▸ Work required:
Whatever the records hold, copy it exactly and completely.

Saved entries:
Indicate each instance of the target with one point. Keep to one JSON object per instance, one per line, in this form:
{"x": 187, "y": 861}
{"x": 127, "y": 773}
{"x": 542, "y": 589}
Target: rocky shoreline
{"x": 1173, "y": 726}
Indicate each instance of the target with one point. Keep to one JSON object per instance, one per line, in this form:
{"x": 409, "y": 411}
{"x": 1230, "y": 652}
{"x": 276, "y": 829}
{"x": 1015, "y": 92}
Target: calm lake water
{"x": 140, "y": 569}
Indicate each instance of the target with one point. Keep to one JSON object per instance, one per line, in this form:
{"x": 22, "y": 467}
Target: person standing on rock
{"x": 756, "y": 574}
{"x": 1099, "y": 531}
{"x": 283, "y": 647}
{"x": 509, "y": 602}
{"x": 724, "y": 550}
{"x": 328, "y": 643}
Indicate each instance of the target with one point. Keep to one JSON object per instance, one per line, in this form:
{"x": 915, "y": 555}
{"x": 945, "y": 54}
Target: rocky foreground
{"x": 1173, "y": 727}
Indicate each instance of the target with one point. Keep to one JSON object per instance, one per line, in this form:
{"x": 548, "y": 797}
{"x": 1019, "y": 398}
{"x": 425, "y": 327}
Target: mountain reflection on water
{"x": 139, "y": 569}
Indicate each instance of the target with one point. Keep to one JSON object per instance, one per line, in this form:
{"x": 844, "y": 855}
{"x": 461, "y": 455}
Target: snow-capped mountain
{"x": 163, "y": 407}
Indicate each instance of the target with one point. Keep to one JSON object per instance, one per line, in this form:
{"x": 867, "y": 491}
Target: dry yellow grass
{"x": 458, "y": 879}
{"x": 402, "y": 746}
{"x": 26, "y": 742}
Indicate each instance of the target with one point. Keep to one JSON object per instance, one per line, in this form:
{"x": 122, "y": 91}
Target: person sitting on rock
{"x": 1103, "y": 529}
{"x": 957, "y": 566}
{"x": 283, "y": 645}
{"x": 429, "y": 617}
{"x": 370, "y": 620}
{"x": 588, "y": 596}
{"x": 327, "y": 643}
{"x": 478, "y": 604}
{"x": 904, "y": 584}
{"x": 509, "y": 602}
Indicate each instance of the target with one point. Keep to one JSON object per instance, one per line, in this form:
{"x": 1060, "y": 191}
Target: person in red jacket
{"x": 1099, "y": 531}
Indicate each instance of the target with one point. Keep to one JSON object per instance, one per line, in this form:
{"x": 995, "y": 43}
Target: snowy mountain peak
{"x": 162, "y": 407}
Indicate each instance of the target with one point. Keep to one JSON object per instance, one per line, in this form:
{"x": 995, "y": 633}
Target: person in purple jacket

▸ Answer area:
Indicate each instance of the target with one point. Keep to one JSON object per instance, one per line, in this form:
{"x": 187, "y": 861}
{"x": 127, "y": 773}
{"x": 542, "y": 589}
Target: rocky shoreline
{"x": 1173, "y": 726}
Indicate each instance of the target with one point. Keep to one JSON object per instance, one per line, in this form:
{"x": 409, "y": 411}
{"x": 1230, "y": 652}
{"x": 276, "y": 829}
{"x": 1015, "y": 92}
Target: calm lake water
{"x": 140, "y": 569}
Indicate each instance of the target with one point. Keep to one JSON object per instance, one per line, in this form:
{"x": 22, "y": 467}
Target: person standing on rock
{"x": 756, "y": 574}
{"x": 1099, "y": 531}
{"x": 283, "y": 647}
{"x": 509, "y": 602}
{"x": 724, "y": 550}
{"x": 328, "y": 643}
Indicate each instance of the target with one point. Keep to one JSON object per instance, one per line, in this form:
{"x": 915, "y": 555}
{"x": 945, "y": 54}
Target: rocky foreground
{"x": 1173, "y": 727}
Indicate each instance of the target with one point. Keep to one JSON object per instance, one per line, in this form:
{"x": 548, "y": 797}
{"x": 1019, "y": 398}
{"x": 425, "y": 327}
Target: mountain reflection on water
{"x": 139, "y": 569}
Indicate each instance of the target with one point. Keep to one JSON object per instance, one per line, in this form:
{"x": 844, "y": 855}
{"x": 461, "y": 455}
Target: snow-capped mountain
{"x": 163, "y": 407}
Indicate each instance of the target with one point. Keep to one JSON object per instance, one per line, in this form:
{"x": 867, "y": 491}
Target: dry yellow grass
{"x": 458, "y": 879}
{"x": 402, "y": 746}
{"x": 26, "y": 742}
Indicate each instance of the target with one point. Keep to one JSON object per instance, one per line, in this form:
{"x": 122, "y": 91}
Target: person sitting on rock
{"x": 1103, "y": 529}
{"x": 957, "y": 566}
{"x": 283, "y": 645}
{"x": 429, "y": 617}
{"x": 370, "y": 620}
{"x": 588, "y": 596}
{"x": 327, "y": 643}
{"x": 478, "y": 604}
{"x": 904, "y": 584}
{"x": 509, "y": 602}
Indicate each instance of the target with one point. Keep to one JSON object per instance, one per line, in this form:
{"x": 1060, "y": 191}
Target: person in red jacket
{"x": 1099, "y": 531}
Indicate each instance of the target with one point. Keep to one JSON object per instance, one per line, in this form:
{"x": 995, "y": 43}
Target: snowy mountain peak
{"x": 162, "y": 407}
Indicate each instance of the target with one point. Keep to one JSON object per instance, one per line, in this form:
{"x": 995, "y": 633}
Target: person in purple jacket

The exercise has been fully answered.